• _抜粋_
'''

また、西洋美術のフォッグ美術館、東洋美術のサックラー美術館、ガラス製植物標本で有名な自然史博物館など、常設公開施設もあり、多くの観光者が訪れる場所となっている。
ハーバードホール(1766年)、マサチューセッツホール(1720年)、ホールデンチャペルのある付近がハーバード大学の一番古い部分であり、オールドヤードと呼ばれる。ユニバーシティーホール(1815年、ワシントンDCアメリカ合衆国連邦議会議事堂と同じチャールズ・ブルフィンチ設計)の裏側のメモリアル教会、ワイドナー図書館がある部分は、6月に卒業式が行われる広場でターセンテナリー劇場という。[注 2]
ワズワースハウス(Wadsworth House)は1726年建築で、19世紀半ばまで学長の住居だった。独立戦争時にジョージ・ワシントンが司令部を置いたことで知られる。
南北戦争の戦死者を祈念して作られたゴシック風建築。内部は、サンダース劇場と呼ばれるコンサートホールになっている。毎年9月末恒例のイグノーベル賞(ノーベル賞のパロディー賞)の授賞式はここで行われる。下部は、ロッカーコモンズと言われ、学生食堂、溜まり場になっている。
ハーバード大学最古の美術館。西洋美術、印象派やピカソの作品が有名。連結したブッシュ・ライジンガー美術館は、北欧美術。

'''

• _資料_
'''

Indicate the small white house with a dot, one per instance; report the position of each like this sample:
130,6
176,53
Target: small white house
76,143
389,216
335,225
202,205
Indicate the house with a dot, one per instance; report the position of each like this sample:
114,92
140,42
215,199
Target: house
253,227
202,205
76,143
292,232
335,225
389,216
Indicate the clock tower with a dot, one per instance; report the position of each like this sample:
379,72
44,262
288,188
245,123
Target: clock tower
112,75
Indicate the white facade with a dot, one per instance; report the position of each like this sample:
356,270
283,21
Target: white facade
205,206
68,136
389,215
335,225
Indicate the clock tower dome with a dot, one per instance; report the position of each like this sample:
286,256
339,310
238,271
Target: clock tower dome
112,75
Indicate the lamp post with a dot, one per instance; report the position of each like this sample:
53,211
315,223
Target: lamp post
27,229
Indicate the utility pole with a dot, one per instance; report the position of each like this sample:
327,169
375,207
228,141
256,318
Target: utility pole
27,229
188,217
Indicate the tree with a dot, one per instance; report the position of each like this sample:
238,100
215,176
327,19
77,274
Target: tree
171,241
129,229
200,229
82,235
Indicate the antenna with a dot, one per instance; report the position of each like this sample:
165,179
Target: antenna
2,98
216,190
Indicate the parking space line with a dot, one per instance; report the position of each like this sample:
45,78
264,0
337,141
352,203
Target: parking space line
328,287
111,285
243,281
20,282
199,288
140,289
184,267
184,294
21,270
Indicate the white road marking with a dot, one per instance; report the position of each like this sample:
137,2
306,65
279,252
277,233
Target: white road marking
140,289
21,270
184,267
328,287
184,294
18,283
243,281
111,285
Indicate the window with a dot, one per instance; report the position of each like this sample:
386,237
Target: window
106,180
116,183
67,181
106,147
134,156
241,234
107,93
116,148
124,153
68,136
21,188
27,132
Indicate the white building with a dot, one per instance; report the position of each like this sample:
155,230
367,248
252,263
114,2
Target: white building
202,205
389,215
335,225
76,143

'''

• _課題_
[1] 抜粋のうち、「また、西洋美術のフォッグ美術」で始まり「食堂、溜まり場になっている。」で終わる部分を、そのまま書き写しなさい。
[2] 抜粋によると、ワズワースハウスは何年に建てられたか答えなさい。

• _解答_
[1]
また、西洋美術のフォッグ美術館、東洋美術のサックラー美術館、ガラス製植物標本で有名な自然史博物館など、常設公開施設もあり、多くの観光者が訪れる場所となっている。
ハーバードホール(1766年)、マサチューセッツホール(1720年)、ホールデンチャペルのある付近がハーバード大学の一番古い部分であり、オールドヤードと呼ばれる。ユニバーシティーホール(1815年、ワシントンDCアメリカ合衆国連邦議会議事堂と同じチャールズ・ブルフィンチ設計)の裏側のメモリアル教会、ワイドナー図書館がある部分は、6月に卒業式が行われる広場でターセンテナリー劇場という。[注 2]
ワズワースハウス(Wadsworth House)は1726年建築で、19世紀半ばまで学長の住居だった。独立戦争時にジョージ・ワシントンが司令部を置いたことで知られる。
南北戦争の戦死者を祈念して作られたゴシック風建築。内部は、サンダース劇場と呼ばれるコンサートホールになっている。毎年9月末恒例のイグノーベル賞(ノーベル賞のパロディー賞)の授賞式はここで行われる。下部は、ロッカーコモンズと言われ、学生食堂、溜まり場になっている。

[2] 1726年